(Data extracts begins)

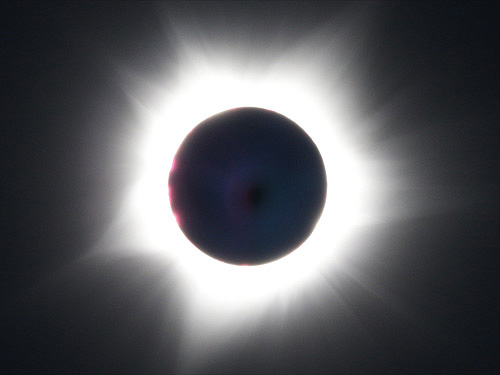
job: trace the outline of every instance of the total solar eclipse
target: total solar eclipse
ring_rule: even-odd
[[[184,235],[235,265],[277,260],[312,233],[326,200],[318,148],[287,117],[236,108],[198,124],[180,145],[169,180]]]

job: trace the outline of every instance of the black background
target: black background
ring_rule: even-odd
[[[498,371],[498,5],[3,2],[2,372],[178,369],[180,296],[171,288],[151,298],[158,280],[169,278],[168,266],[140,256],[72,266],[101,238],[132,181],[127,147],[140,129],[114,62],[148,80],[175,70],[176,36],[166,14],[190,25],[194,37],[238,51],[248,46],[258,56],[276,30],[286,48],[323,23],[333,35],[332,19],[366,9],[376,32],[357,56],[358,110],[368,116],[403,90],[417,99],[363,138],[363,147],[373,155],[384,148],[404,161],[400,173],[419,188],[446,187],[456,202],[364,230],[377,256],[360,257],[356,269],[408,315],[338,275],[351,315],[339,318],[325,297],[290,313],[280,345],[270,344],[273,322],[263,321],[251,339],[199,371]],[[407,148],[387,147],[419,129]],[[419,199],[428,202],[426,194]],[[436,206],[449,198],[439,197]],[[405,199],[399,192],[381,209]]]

(Data extracts ends)
(Data extracts begins)

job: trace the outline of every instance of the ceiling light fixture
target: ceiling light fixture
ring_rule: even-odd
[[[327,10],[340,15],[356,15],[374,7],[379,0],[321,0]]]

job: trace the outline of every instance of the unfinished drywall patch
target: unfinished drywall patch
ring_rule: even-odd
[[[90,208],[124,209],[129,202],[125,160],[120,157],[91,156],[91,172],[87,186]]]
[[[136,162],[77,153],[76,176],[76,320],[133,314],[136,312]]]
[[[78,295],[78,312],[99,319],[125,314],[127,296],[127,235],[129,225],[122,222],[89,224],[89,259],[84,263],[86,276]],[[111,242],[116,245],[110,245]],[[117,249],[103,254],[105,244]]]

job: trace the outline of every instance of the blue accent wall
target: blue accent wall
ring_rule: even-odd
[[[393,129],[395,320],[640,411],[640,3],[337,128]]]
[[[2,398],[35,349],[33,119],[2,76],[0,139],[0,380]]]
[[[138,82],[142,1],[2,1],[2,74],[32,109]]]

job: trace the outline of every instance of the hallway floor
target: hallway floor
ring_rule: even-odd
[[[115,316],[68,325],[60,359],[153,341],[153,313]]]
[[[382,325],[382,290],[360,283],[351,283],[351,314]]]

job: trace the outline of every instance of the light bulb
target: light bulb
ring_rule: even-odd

(Data extracts ends)
(Data extracts begins)

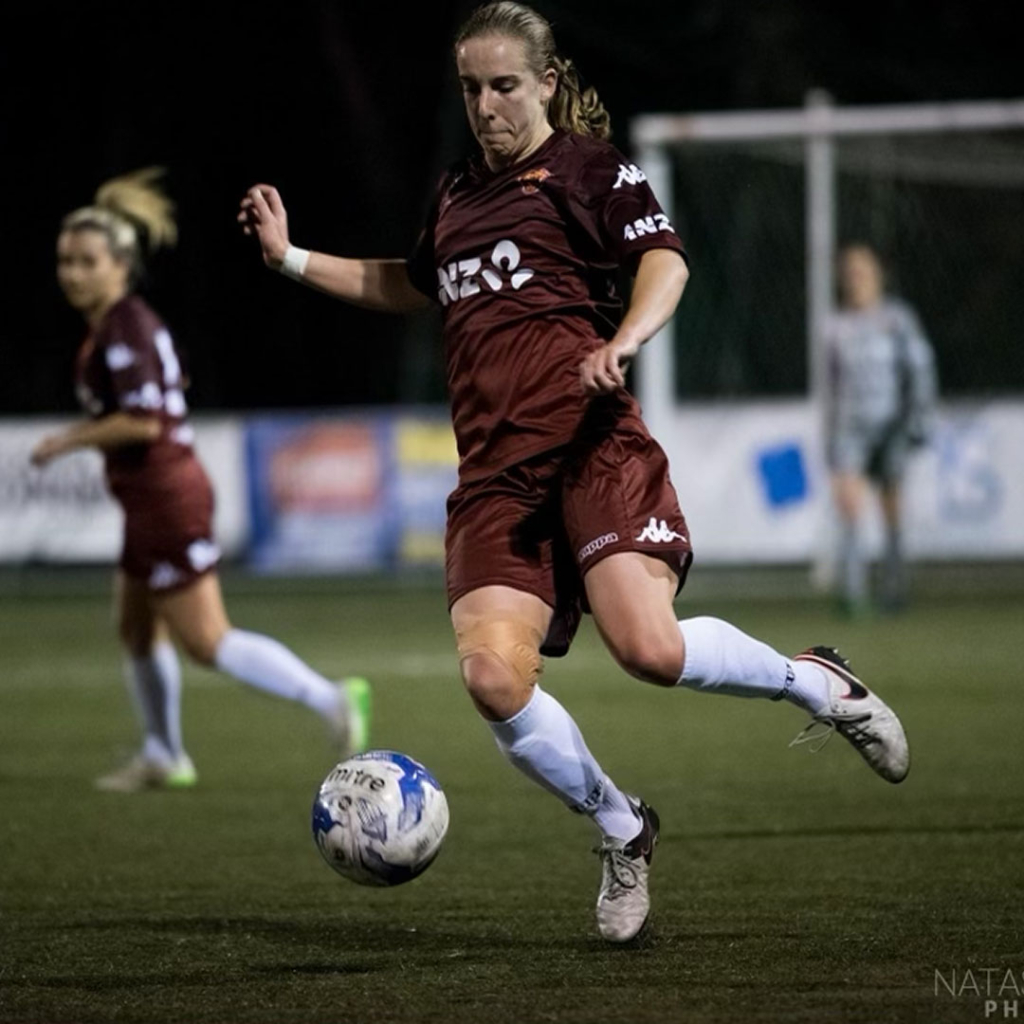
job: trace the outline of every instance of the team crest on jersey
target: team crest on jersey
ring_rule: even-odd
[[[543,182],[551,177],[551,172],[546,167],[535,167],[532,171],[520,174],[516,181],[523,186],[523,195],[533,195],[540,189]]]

(Data extracts ends)

> _Work instructions_: Can you repeat, word for word, every line above from the one containing "job: trace the outline of every instance of the total" down to the one containing "target: black background", including both?

> _Solution to the exercise_:
job: trace the outline of every instance of the total solar eclipse
target: total solar eclipse
ring_rule: even-odd
[[[184,235],[235,265],[277,260],[312,233],[326,200],[318,148],[287,117],[236,108],[198,124],[180,145],[169,180]]]

job: trace the outline of every instance of the black background
target: black background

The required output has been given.